**Directions**
1/ According to the passage on moral leadership and the culture wars, what has become a major new fault-line in the culture wars over the last few months?
2/ List the swords that the passage on moral leadership and the culture wars says our nation has historically wielded.
3/ Write a continuation of the passage on moral leadership and the culture wars, starting right after its final sentence.

**Text shown**
Much of the division, vitriol, and polarization roiling our nation today stems from a refusal to admit that moral vision and moral leadership have been too often clouded by fear and lust and the insatiable will to power. We are unable to hear the word of the prophet and the judgment of God that we are the ones. We are unable to admit that we have sinned.
Over the last few months, there has been a major new fault-line in the culture wars over critical race theory. Not critical race theory the theoretical framework for scholarly legal and sociological inquiry into the role of race, racism, and power in the legal/constitutional foundations of the liberal order. Rather, the forces who have created this flashpoint are arguing about critical race theory as a container for all manner of teachings on everything from Black history to slavery and the Civil War to antiracism. And when you explore to see what it is exactly people want to put an end to, what we see is a resistance to hearing about the shadow side of our exceptional nation. We see a resistance to being reminded about the ways this country has not only failed to live up to its ideals, but also how our country and our forebears actively and intentionally participated in the cruel acts of oppression against populations of difference. We have a hard time hearing the prophetic proclamation about the swords of genocide, enslavement, segregation, and discrimination our nation has historically wielded.

**Dataset records**
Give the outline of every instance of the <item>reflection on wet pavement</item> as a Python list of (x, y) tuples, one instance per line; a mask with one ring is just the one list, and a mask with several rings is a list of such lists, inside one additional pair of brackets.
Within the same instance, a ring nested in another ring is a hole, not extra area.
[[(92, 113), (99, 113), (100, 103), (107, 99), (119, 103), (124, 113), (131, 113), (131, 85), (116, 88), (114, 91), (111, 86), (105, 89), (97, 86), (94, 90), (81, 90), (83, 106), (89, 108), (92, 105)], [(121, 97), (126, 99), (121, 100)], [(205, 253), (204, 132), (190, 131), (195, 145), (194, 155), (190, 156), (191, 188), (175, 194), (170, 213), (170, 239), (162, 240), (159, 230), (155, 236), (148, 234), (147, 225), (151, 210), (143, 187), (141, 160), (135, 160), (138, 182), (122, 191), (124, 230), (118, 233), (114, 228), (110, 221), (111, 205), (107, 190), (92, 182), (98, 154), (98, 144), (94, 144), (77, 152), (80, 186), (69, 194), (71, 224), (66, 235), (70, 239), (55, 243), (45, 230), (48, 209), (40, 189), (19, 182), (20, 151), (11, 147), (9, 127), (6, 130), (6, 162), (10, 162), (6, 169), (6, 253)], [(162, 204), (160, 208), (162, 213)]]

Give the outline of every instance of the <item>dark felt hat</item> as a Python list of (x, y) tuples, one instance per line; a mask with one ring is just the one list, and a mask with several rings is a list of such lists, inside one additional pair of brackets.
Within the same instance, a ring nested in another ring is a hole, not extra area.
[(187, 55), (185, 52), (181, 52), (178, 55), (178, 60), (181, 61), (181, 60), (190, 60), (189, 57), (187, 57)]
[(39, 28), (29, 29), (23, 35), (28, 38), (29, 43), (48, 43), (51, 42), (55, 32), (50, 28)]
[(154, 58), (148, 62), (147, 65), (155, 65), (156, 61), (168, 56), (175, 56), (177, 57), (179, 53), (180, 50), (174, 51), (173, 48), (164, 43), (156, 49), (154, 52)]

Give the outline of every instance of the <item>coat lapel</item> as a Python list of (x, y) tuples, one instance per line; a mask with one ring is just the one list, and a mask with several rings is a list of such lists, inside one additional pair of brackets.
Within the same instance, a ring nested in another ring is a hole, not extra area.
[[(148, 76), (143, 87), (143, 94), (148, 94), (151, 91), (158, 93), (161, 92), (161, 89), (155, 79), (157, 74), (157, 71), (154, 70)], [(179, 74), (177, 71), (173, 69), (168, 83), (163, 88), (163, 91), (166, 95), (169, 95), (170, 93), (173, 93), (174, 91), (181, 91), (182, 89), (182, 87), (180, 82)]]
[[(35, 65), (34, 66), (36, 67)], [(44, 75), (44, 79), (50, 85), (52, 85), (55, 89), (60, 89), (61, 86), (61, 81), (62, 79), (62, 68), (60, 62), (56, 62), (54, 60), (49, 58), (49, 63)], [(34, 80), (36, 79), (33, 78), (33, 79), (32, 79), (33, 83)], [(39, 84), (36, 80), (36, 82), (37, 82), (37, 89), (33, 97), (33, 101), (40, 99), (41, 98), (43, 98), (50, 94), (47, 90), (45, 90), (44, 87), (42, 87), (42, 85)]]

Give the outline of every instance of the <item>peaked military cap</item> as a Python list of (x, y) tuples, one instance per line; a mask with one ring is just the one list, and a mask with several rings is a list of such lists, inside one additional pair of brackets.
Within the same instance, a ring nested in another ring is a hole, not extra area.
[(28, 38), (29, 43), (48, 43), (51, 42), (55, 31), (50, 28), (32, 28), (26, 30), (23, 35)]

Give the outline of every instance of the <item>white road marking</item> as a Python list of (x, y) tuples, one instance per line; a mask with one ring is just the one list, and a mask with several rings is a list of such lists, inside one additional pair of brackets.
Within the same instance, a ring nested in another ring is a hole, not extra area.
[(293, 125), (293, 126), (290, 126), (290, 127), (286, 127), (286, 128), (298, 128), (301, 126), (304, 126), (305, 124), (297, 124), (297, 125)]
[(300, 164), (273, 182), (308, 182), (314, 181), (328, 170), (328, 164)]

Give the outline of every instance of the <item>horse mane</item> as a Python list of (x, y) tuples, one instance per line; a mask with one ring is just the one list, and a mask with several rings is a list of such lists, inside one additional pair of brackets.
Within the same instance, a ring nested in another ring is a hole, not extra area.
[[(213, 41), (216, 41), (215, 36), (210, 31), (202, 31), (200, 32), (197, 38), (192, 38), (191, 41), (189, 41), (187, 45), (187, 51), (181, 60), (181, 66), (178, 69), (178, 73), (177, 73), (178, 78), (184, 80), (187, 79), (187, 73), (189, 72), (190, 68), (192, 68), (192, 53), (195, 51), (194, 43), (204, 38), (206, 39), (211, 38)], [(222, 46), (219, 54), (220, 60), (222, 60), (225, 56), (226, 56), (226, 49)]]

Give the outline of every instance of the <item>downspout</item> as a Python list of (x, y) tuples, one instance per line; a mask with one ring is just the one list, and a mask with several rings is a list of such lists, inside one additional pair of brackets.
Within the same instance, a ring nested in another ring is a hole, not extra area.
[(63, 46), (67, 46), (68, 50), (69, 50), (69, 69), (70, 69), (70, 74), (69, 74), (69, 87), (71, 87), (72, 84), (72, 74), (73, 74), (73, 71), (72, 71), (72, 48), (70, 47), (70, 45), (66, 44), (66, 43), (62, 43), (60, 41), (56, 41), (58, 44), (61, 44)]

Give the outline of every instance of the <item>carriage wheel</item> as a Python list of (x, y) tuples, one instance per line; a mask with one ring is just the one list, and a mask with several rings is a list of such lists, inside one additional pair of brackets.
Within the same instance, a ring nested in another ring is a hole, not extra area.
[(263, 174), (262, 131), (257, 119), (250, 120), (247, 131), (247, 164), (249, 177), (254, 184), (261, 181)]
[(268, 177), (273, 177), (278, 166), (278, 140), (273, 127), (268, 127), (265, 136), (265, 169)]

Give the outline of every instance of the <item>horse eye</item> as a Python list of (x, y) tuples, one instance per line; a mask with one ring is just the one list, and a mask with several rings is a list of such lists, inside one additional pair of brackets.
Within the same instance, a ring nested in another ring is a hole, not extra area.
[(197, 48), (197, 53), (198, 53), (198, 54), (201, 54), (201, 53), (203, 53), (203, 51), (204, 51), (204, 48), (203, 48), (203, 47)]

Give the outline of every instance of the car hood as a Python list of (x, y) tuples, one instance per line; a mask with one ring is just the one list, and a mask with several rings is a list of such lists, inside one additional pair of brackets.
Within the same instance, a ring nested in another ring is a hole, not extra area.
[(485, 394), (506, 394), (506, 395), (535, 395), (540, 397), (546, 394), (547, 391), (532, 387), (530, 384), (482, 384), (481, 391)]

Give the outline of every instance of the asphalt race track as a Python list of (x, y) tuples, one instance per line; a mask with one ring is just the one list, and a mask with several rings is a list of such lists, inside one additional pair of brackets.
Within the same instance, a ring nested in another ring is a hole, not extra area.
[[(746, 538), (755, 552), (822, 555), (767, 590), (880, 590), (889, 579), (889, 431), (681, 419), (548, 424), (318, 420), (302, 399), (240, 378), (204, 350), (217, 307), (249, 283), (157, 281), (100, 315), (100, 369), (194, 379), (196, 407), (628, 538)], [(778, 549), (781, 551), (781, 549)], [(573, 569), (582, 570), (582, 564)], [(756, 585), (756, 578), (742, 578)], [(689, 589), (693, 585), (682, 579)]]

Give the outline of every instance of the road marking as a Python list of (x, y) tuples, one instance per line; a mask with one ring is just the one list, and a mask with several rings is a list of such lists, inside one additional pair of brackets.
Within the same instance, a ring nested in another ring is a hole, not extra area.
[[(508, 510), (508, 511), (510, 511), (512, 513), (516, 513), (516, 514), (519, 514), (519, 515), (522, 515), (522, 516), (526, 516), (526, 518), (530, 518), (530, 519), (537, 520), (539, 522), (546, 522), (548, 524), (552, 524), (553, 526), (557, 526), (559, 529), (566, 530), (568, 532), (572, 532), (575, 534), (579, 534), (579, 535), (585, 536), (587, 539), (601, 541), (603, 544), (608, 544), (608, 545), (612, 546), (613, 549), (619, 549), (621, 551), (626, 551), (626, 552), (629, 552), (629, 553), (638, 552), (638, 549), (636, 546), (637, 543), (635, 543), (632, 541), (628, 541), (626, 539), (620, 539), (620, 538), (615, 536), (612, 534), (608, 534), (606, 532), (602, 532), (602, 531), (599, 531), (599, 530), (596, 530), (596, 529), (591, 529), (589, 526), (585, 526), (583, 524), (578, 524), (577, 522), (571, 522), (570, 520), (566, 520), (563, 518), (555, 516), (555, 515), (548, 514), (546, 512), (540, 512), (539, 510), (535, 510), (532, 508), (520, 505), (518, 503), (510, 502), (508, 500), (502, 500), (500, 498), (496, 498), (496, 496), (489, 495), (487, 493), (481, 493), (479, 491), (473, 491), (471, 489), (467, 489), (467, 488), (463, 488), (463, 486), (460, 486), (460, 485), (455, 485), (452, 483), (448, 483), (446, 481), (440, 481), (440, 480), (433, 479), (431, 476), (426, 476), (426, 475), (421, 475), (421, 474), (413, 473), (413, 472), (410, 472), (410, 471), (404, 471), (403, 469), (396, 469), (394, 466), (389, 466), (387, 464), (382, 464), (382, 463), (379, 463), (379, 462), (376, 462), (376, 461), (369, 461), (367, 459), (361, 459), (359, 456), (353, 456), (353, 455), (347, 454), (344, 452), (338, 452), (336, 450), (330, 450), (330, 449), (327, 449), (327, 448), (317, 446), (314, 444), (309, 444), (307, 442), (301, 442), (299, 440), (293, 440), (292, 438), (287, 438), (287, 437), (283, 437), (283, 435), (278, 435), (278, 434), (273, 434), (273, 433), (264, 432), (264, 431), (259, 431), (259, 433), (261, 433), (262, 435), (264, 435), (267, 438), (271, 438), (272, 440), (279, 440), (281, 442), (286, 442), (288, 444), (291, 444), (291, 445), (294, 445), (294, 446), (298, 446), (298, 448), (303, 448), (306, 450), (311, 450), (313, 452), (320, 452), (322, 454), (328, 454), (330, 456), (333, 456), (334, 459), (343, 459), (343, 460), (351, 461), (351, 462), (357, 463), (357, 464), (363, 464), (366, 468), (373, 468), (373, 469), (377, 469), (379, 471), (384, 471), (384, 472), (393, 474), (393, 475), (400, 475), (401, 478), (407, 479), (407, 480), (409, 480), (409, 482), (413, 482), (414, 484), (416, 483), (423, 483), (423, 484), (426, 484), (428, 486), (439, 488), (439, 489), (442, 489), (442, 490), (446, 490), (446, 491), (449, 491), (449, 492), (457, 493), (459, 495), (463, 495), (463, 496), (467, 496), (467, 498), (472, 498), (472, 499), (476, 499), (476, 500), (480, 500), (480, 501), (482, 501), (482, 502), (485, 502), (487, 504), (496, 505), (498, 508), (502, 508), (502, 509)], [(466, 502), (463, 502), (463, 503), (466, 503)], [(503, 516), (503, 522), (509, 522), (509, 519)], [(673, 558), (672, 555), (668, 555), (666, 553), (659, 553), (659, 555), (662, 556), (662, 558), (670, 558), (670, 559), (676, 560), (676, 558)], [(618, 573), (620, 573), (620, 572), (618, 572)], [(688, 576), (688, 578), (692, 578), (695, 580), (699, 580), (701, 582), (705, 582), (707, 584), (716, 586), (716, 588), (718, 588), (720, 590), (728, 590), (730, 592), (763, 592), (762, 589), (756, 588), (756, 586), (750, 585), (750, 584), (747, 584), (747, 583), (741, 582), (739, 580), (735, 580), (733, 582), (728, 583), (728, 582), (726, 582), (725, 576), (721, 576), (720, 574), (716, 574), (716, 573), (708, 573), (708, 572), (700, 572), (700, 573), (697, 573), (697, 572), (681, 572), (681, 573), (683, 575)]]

**Results for the exercise**
1/ Critical race theory.

2/ genocide, enslavement, segregation, discrimination

3/
The good news is that in all God’s faithfulness and steadfast love, because of God’s covenant loyalty and solidarity with an imperfect creation, we have the capacity to choose and do justice. By the grace of God, there is always an opportunity for repentance: real repentance, in which we confront our history in all of its beauty and innovation and its cruelty and oppression; real repentance in which we name the sins of the nation, sometimes over and over so that the call to repair and restitution are always in the offing. I’m not talking about a narrow, anemic repentance offered only to get us to stop talking about the failures of the past or stop remembering how we failed in our moral vision. Repentance does not mean that we get a pass on repairing the harm. Repentance does not mean we revise history to make us look more innocent than we are. I’m talking about repentance that generates a desire to make things right and love beyond our self-interest, repentance that calls us to solidarity with the most vulnerable.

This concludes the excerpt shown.